Entries taken from a collection:
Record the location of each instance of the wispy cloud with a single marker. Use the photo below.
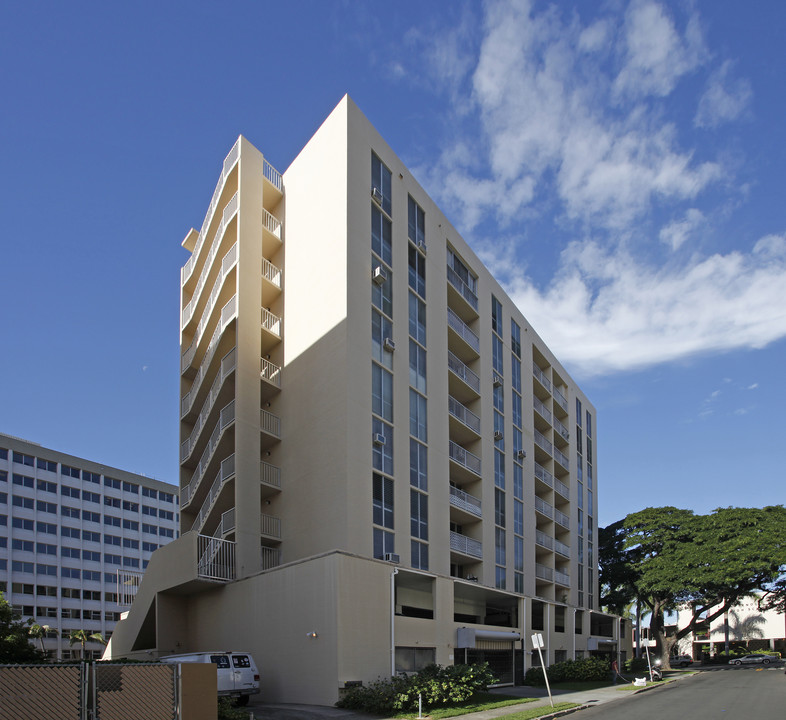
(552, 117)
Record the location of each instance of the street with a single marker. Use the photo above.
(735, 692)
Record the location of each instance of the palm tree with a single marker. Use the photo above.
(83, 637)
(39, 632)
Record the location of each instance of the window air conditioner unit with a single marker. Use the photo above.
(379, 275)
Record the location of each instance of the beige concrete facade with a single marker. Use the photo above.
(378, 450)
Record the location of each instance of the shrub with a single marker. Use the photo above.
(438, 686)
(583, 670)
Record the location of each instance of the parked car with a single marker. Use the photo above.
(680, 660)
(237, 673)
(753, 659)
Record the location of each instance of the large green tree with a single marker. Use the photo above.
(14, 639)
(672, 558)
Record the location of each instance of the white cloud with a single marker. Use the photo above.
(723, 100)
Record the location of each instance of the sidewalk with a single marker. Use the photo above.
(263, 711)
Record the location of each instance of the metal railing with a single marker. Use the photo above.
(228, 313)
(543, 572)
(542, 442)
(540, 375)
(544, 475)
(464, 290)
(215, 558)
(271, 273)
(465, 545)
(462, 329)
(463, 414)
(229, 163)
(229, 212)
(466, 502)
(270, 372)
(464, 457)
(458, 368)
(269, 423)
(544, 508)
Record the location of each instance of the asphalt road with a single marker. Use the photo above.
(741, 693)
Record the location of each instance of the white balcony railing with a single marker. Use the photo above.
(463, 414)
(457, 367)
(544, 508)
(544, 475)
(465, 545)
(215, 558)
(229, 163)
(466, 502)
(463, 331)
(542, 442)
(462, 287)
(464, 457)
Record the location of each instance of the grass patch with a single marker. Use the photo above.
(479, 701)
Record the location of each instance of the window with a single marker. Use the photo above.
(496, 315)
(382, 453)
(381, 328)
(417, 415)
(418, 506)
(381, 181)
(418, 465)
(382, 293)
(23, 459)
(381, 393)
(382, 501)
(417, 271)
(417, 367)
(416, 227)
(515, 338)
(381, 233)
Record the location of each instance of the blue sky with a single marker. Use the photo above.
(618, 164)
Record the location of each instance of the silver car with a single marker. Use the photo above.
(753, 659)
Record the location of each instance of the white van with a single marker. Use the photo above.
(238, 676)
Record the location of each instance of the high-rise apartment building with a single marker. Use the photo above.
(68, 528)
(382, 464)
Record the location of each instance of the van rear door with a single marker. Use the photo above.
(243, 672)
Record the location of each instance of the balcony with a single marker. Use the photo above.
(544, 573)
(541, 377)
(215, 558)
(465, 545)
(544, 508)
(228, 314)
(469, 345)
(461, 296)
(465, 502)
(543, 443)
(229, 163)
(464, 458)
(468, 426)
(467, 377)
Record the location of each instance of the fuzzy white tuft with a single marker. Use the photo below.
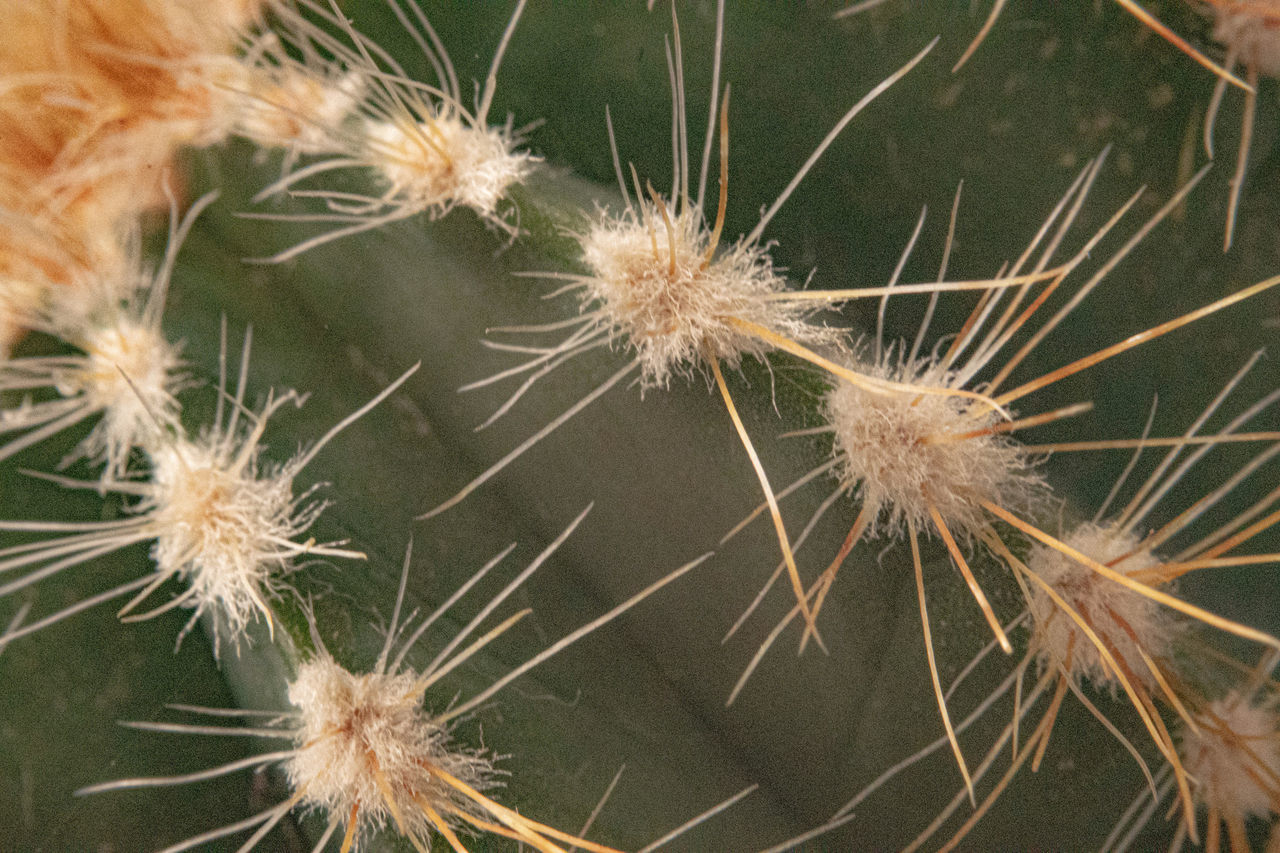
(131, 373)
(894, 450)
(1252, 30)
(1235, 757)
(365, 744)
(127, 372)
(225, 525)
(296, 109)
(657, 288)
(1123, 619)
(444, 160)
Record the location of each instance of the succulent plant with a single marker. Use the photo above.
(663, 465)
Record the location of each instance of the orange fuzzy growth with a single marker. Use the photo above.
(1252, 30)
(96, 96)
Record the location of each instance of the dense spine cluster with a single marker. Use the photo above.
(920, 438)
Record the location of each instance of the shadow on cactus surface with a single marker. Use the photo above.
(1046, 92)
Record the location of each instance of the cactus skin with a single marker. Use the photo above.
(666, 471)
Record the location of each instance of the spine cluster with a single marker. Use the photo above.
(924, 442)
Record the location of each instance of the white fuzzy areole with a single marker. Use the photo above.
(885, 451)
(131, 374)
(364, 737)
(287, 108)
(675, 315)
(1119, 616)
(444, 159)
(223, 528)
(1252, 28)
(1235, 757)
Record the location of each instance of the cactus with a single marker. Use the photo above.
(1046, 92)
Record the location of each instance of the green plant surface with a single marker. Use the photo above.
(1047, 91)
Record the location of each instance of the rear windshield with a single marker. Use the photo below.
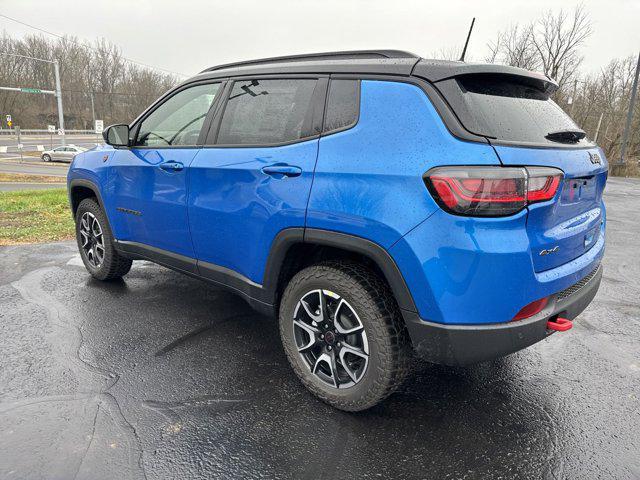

__Task directions__
Convert the lines of the items above into a JSON list of strings, one string per line and no strings for blank lines. Leave the pictures out of your answer.

__Final answer__
[
  "Record the location of each instance of the wispy cloud with a single marker. Use the photo below.",
  "(552, 117)",
  "Record the location of each instance of the street with a single marker. Use the photo above.",
  "(735, 692)",
  "Record the location of each instance of the palm tree with a single marker. Use the photo above.",
  "(83, 637)",
  "(39, 632)",
  "Record the location of each instance of the window air conditioner unit with a single marker. Use the photo above.",
  "(379, 275)",
  "Record the location of each instance of the beige concrete facade with a single marker. Use the photo above.",
  "(378, 450)",
  "Record the location of each instance of the shrub with a single marker. Use the photo above.",
  "(438, 686)",
  "(583, 670)",
  "Record the location of each instance of the parked car with a single marker. Use the photo above.",
  "(680, 660)",
  "(237, 673)",
  "(753, 659)",
  "Record the location of each instance of the large green tree with a single marker. Use the photo above.",
  "(14, 639)",
  "(672, 558)",
  "Record the location of each instance of the white cloud with a single marker. Use the photo above.",
  "(723, 100)",
  "Record the location of each instance of the sidewalk with a single marker. Use the photo above.",
  "(263, 711)",
  "Record the location of each instance of the metal railing with a single marker. Use the photo above.",
  "(228, 313)",
  "(543, 572)",
  "(542, 442)",
  "(540, 375)",
  "(544, 475)",
  "(464, 290)",
  "(215, 558)",
  "(271, 273)",
  "(465, 545)",
  "(462, 329)",
  "(463, 414)",
  "(229, 163)",
  "(229, 212)",
  "(466, 502)",
  "(270, 372)",
  "(464, 457)",
  "(458, 368)",
  "(269, 423)",
  "(544, 508)",
  "Record the location of each instance of the asphalt road with a single marker. Use the photo above.",
  "(741, 693)",
  "Record the location of each instance of the white balcony railing with a single marker. Use the photo above.",
  "(463, 414)",
  "(457, 367)",
  "(544, 508)",
  "(544, 475)",
  "(465, 545)",
  "(215, 558)",
  "(229, 163)",
  "(466, 502)",
  "(463, 331)",
  "(542, 442)",
  "(462, 287)",
  "(464, 457)",
  "Record the location of each instance of the grass patch with a single marker. Use the photo above.",
  "(479, 701)",
  "Record the location of each instance of the window with a single marker. Use the photo above.",
  "(496, 315)",
  "(382, 453)",
  "(381, 328)",
  "(417, 415)",
  "(418, 506)",
  "(381, 181)",
  "(418, 465)",
  "(382, 293)",
  "(23, 459)",
  "(381, 393)",
  "(382, 501)",
  "(417, 271)",
  "(417, 367)",
  "(416, 227)",
  "(515, 338)",
  "(381, 233)",
  "Record the location of each instance of the blue sky with a single marker. Use the photo above.",
  "(618, 164)",
  "Record the location of each instance of the silver car with a single marker. Use the photo above.",
  "(753, 659)",
  "Record the location of each instance of the white van with a single marker. Use the photo above.",
  "(238, 676)",
  "Record the location of each instance of the high-rise apartment building with a single marker. Use the photo above.",
  "(68, 528)",
  "(382, 464)",
  "Record the location of each instance of the van rear door with a single marker. Use the photo above.",
  "(243, 672)",
  "Record the location of each instance of the balcony with a single marker. Use the photo above.",
  "(544, 573)",
  "(541, 377)",
  "(215, 558)",
  "(465, 545)",
  "(544, 508)",
  "(228, 314)",
  "(469, 345)",
  "(461, 296)",
  "(465, 502)",
  "(543, 443)",
  "(229, 163)",
  "(464, 458)",
  "(468, 426)",
  "(467, 377)",
  "Record the location of each instance of the fuzzy white tuft with a single marker. Use the photo below.",
  "(131, 373)",
  "(894, 450)",
  "(1252, 30)",
  "(1235, 757)",
  "(365, 744)",
  "(127, 372)",
  "(225, 525)",
  "(296, 109)",
  "(657, 288)",
  "(1123, 619)",
  "(444, 160)",
  "Record the location of each instance of the succulent plant with a single marker. Use the photo above.",
  "(663, 465)",
  "Record the location of each instance of the orange fuzzy growth with a single marker. Use the photo above.",
  "(1252, 30)",
  "(96, 96)",
  "Record the location of each instance of the dense spine cluster with a single marker. Use the photo above.",
  "(920, 438)",
  "Record the location of each instance of the shadow on cactus surface with a single marker. Use the photo above.",
  "(1046, 92)",
  "Record the location of each instance of the cactus skin with a single marker. Use the photo above.",
  "(666, 471)",
  "Record the location of each instance of the spine cluster with a single marker. Use the photo above.",
  "(924, 442)",
  "Record the location of each instance of the white fuzzy areole with a single marker. Use the photo above.",
  "(885, 451)",
  "(131, 374)",
  "(364, 737)",
  "(287, 108)",
  "(675, 315)",
  "(1119, 616)",
  "(444, 159)",
  "(223, 528)",
  "(1252, 28)",
  "(1235, 757)",
  "Record the location of each instance of the cactus with a single marker. Use the photo above.",
  "(1046, 92)",
  "Record the location of each instance of the green plant surface with a single marker. Use the photo above.",
  "(1047, 91)",
  "Record the location of each instance of the rear windshield with a single marker. Use the photo below."
]